Work to do: Copy out the material below with every "Coordinates" changed to "Points", leaving everything else untouched.

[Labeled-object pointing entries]
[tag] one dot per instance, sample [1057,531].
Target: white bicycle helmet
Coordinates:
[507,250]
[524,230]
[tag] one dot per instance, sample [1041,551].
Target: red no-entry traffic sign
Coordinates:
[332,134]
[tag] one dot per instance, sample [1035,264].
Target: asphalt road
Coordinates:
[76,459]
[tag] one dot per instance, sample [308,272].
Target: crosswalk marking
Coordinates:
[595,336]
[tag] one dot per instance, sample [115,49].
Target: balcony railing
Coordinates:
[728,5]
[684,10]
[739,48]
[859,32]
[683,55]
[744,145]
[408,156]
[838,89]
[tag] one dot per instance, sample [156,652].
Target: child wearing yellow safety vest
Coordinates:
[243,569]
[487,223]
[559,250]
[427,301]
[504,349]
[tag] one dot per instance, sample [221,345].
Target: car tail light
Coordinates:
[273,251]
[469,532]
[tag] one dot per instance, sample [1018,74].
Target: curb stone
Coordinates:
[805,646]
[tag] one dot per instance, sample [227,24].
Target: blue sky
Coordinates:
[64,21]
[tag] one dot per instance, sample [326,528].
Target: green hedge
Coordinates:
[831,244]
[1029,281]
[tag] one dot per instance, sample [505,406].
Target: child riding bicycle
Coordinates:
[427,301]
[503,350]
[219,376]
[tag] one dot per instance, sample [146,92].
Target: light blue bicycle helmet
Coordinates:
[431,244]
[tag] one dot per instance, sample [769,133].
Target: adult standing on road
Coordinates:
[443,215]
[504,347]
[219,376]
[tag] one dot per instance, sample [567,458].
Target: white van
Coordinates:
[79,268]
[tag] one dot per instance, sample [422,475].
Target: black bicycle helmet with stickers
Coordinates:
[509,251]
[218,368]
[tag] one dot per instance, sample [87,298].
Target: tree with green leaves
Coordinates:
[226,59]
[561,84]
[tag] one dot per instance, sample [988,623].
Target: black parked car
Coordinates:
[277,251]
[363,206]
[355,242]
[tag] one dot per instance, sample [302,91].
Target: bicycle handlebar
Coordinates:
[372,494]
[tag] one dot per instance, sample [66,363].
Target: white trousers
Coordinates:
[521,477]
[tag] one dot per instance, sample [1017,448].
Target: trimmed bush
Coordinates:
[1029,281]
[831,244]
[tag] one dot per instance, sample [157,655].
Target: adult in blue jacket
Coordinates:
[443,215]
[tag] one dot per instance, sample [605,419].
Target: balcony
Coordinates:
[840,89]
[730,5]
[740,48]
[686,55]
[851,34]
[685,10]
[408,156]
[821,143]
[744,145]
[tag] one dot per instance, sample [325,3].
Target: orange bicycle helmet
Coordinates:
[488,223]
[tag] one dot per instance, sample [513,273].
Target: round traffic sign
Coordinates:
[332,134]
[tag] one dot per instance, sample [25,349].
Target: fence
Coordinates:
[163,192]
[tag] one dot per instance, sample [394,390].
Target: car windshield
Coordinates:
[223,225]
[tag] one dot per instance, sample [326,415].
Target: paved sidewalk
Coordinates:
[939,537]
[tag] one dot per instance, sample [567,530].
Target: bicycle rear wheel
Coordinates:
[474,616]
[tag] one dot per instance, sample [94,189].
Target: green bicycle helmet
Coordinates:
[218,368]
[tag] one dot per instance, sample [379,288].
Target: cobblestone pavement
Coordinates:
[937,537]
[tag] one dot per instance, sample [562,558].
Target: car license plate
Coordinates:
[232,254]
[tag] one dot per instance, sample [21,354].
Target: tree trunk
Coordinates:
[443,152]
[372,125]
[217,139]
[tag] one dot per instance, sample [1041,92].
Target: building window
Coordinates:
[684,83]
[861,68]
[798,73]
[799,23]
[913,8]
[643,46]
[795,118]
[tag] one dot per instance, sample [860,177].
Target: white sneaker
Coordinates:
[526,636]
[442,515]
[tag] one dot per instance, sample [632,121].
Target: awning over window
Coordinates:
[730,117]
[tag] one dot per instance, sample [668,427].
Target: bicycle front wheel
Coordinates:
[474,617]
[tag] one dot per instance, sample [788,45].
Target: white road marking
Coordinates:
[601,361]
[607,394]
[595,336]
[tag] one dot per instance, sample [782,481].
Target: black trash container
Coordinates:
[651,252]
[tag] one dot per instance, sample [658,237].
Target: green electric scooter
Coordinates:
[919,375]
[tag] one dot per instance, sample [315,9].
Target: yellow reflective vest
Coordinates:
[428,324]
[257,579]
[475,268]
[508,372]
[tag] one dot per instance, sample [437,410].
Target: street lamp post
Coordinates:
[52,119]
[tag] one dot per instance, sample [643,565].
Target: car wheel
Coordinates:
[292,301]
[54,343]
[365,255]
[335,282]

Output for this task:
[tag] one dot per instance, sample [1057,531].
Target: white bicycle helmet
Points:
[507,250]
[524,230]
[tag] one dot per instance, sample [1041,551].
Target: red no-entry traffic sign
Points:
[332,134]
[tag] one dot per instance, sample [1035,264].
Target: asphalt road
Points:
[76,459]
[tag] one dot per instance, sample [308,272].
Target: crosswalk marking
Points:
[595,336]
[tag] one dot per instance, sample [115,49].
Target: balcony railing
Points:
[728,5]
[684,10]
[739,48]
[859,32]
[683,55]
[744,145]
[408,156]
[838,89]
[tag] one dot per instance, sample [156,652].
Target: child wearing yellow safety vest
Points:
[243,569]
[487,223]
[559,250]
[427,301]
[504,349]
[tag] one dot per instance, sample [221,345].
Target: car tail light
Points:
[273,251]
[469,532]
[tag] one dot per instance, sample [1018,74].
Target: curb stone
Points:
[805,646]
[tag] one dot per instance, sample [227,24].
Target: blue sky
Points:
[64,21]
[tag] one dot per instance, sample [326,528].
Target: green hedge
Points:
[831,244]
[1029,281]
[tag] one dot per instance, sample [505,406].
Target: child riding bicycle
Points:
[427,301]
[503,350]
[219,376]
[tag] one dot per instance, sample [146,92].
Target: light blue bicycle helmet
Points:
[431,244]
[tag] one dot per instance, sample [769,133].
Target: adult standing on road
Points:
[443,215]
[504,347]
[219,376]
[tag] one dot per instance, sample [567,458].
Target: white van
Points:
[79,268]
[tag] one dot per instance, sample [422,475].
Target: black bicycle helmet with stickers
Points:
[509,251]
[218,368]
[tag] one dot per instance, sample [87,298].
Target: tree with green leaves
Points:
[226,59]
[561,84]
[tag] one dot per instance, sample [988,623].
Target: black parked car
Points:
[277,251]
[363,206]
[355,242]
[tag] one dot per instance, sample [302,91].
Target: bicycle handlebar
Points:
[372,494]
[tag] one dot per instance, sample [66,363].
Target: white trousers
Points:
[521,477]
[tag] one dot per instance, sample [1017,448].
Target: trimmed bush
Points:
[1029,281]
[831,244]
[tag] one dot per instance, sample [157,655].
Target: adult in blue jacket
Points:
[443,215]
[tag] one dot per instance, sample [605,419].
Target: balcony
Points:
[840,89]
[730,5]
[740,48]
[686,55]
[851,34]
[685,10]
[408,156]
[821,143]
[744,145]
[tag] one dot per instance, sample [325,3].
Target: orange bicycle helmet
Points:
[488,223]
[tag] one dot per instance, sample [513,273].
Target: round traffic sign
Points:
[332,134]
[tag] one dot per instance, sample [25,349].
Target: fence
Points:
[163,192]
[tag] one dot per instance, sample [394,390].
Target: car windshield
Points:
[223,225]
[tag] one dot per instance, sample [326,415].
Target: paved sidewalk
Points:
[939,537]
[tag] one dot per instance, sample [567,530].
Target: bicycle rear wheel
Points:
[474,616]
[tag] one dot per instance, sample [94,189].
Target: green bicycle helmet
Points:
[218,368]
[tag] one dot per instance, sample [379,288].
Target: cobblestone pavement
Points:
[937,537]
[tag] one dot per instance, sample [562,558].
Target: car license plate
Points:
[232,254]
[tag] one dot per instance, sample [21,354].
Target: tree trunk
Points:
[443,152]
[372,125]
[217,139]
[tag] one dot per instance, sample [1041,92].
Target: building window
Points:
[684,83]
[861,68]
[798,73]
[799,23]
[913,8]
[643,46]
[795,118]
[tag] one dot per instance, sample [860,177].
Target: white sneaker
Points:
[526,636]
[442,515]
[tag] one dot per instance, sample [632,121].
Target: awning over window
Points:
[730,117]
[tag] one dot per instance, sample [668,427].
Target: bicycle front wheel
Points:
[474,617]
[tag] one dot per instance, sample [788,45].
Target: white road marking
Points:
[601,361]
[607,394]
[595,336]
[tag] one dot per instance, sample [782,481].
Target: black trash container
Points:
[651,252]
[tag] one dot per instance, sample [658,237].
Target: green electric scooter
Points:
[919,375]
[tag] one dot per instance, sample [315,9].
Target: yellow reflective vest
Points:
[428,324]
[257,579]
[475,268]
[508,372]
[tag] one dot per instance, sample [437,410].
Target: street lamp post
Points:
[52,119]
[tag] one dot per instance, sample [643,565].
Target: car wheel
Points:
[292,301]
[54,343]
[365,255]
[335,282]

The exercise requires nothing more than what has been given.